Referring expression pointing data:
------------------------------------------------------------------------

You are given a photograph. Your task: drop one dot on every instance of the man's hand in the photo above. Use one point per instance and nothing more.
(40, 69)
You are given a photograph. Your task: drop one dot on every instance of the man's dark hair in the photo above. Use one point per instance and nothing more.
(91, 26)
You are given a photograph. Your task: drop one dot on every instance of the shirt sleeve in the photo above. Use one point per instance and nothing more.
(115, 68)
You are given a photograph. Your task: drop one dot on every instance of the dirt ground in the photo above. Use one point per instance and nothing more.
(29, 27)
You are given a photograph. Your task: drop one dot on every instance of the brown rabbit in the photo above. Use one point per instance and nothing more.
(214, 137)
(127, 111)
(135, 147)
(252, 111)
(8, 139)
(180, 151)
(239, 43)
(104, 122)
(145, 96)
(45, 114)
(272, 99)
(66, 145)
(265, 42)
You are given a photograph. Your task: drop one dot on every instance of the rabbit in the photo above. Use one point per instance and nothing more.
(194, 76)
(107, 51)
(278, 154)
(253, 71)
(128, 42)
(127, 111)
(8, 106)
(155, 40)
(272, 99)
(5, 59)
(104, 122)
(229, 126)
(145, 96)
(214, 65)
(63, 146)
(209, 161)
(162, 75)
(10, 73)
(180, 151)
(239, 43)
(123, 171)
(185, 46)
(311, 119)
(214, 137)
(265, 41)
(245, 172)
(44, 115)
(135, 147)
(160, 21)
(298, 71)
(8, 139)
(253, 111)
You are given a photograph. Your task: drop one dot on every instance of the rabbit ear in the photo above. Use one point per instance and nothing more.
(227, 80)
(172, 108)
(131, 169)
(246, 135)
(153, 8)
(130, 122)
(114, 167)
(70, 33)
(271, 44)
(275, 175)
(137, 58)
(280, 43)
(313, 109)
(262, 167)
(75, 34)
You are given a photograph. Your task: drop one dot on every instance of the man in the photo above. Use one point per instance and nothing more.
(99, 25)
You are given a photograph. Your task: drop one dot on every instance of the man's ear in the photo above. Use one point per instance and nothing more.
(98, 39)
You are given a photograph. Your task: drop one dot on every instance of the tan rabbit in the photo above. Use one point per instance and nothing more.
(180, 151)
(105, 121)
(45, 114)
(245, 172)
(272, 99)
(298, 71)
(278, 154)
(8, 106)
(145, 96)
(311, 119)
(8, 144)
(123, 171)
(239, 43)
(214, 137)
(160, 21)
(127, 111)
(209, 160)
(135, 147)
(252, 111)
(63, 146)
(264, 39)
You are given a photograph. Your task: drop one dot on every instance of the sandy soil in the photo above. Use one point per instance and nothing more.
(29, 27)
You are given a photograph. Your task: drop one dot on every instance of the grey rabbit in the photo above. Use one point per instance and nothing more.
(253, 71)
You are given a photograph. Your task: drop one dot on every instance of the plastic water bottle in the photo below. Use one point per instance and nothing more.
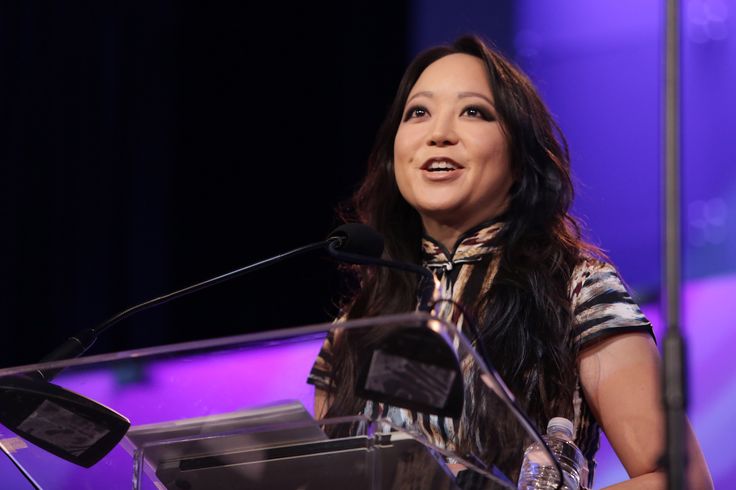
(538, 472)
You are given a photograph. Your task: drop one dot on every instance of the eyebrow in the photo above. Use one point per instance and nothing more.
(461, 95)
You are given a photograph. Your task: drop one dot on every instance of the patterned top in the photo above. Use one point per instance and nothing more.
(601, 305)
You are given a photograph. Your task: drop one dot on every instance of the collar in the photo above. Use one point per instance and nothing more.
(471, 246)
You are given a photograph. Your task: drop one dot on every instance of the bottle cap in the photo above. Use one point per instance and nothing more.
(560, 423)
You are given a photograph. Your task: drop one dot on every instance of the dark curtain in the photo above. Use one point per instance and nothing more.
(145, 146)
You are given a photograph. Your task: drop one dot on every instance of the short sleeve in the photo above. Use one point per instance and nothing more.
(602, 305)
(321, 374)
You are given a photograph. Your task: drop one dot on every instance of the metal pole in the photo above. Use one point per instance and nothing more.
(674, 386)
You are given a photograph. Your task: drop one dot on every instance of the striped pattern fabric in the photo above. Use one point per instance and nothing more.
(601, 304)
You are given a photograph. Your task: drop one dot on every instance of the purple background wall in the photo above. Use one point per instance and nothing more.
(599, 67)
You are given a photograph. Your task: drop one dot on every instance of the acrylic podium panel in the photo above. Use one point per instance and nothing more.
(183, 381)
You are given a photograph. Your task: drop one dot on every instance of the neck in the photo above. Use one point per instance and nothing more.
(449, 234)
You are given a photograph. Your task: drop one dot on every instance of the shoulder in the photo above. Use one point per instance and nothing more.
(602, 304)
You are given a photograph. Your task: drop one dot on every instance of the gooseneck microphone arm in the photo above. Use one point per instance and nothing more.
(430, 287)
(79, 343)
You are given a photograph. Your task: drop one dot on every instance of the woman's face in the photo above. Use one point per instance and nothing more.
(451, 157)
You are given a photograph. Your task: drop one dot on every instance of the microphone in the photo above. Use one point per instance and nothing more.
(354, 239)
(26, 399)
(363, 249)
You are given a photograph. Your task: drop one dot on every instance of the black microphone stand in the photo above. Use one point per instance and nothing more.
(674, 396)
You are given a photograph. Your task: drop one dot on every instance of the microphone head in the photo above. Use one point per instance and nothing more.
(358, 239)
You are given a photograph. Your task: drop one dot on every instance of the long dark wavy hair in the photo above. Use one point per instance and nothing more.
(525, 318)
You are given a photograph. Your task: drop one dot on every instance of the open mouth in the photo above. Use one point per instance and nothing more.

------------------------------------------------------------------------

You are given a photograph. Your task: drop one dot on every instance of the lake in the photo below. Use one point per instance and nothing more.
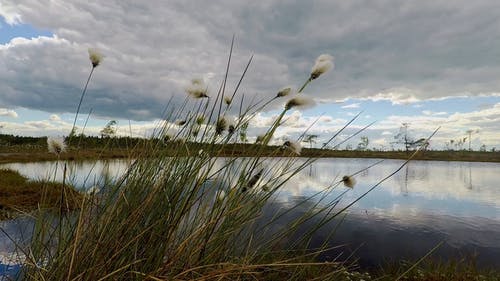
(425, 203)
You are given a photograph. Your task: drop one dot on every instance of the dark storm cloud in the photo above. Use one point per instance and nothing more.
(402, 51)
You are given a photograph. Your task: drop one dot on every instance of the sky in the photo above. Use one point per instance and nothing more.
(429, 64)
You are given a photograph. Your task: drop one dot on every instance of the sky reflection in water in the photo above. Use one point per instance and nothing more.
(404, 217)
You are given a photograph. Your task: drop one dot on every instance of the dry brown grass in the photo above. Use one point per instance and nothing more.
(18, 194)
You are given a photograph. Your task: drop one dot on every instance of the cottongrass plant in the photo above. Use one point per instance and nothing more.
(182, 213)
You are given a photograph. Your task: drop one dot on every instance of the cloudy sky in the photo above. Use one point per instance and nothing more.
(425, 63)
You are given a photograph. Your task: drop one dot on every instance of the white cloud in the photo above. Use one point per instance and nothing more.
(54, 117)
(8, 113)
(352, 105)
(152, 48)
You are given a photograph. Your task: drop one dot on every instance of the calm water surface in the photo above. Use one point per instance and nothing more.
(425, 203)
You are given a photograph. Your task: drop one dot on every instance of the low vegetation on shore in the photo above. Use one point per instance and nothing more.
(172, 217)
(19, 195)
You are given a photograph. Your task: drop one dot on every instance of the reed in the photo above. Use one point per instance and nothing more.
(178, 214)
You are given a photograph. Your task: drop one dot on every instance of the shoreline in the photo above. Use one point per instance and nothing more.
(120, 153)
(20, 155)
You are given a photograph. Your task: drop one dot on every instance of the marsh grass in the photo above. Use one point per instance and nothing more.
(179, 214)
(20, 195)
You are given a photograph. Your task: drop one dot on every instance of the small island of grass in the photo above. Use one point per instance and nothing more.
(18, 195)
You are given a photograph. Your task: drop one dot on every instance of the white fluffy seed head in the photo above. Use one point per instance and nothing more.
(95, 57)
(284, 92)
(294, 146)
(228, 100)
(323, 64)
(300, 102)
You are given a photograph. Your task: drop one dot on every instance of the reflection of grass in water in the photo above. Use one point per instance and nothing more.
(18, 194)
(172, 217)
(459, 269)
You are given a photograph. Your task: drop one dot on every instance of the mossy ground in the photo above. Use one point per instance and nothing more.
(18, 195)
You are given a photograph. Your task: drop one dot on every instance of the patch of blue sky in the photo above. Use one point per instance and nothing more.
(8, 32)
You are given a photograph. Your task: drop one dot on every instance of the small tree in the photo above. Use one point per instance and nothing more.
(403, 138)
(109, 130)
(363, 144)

------------------------------------------------------------------------

All lines above from the one holding "the microphone in" to the one holding "of the open", inclusive, are to be copied exactly; no other line is wanted.

TASK RESPONSE:
You are given a photograph. Your task: drop one dot on every instance of the microphone in the photo above. Use one point per instance and nothing more.
(354, 239)
(26, 399)
(363, 249)
You are given a photograph. Your task: drop one dot on every instance of the black microphone stand in the photo above. Use one point per instance and nothing more.
(674, 396)
You are given a photograph. Your task: drop one dot on every instance of the microphone head in the photo above. Use one point per instance and nothing more.
(358, 239)
You are given a photograph. Your task: drop one dot on every instance of the long dark wavy hair in the photo above. Use one point per instance and nothing more.
(525, 318)
You are given a photograph. Your task: drop one dot on every instance of the open mouth in the photo above. Use one point per instance and nothing more.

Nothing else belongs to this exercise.